━━━ Given records ━━━
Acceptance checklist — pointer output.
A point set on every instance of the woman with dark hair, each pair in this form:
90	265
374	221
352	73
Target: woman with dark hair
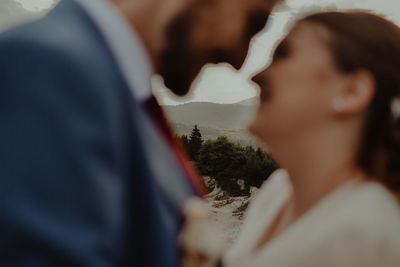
329	113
━━━
Job:
Update the data so that "dark hair" becomes "brown hair" everywhere, with everything else unchanged. Omit the pictures from your version.

Written solution:
Acceptance checklist — pointer output.
A point set on every instance of the woman with brown hair, each pair in this form:
90	265
374	221
352	73
Target: woman with brown hair
329	113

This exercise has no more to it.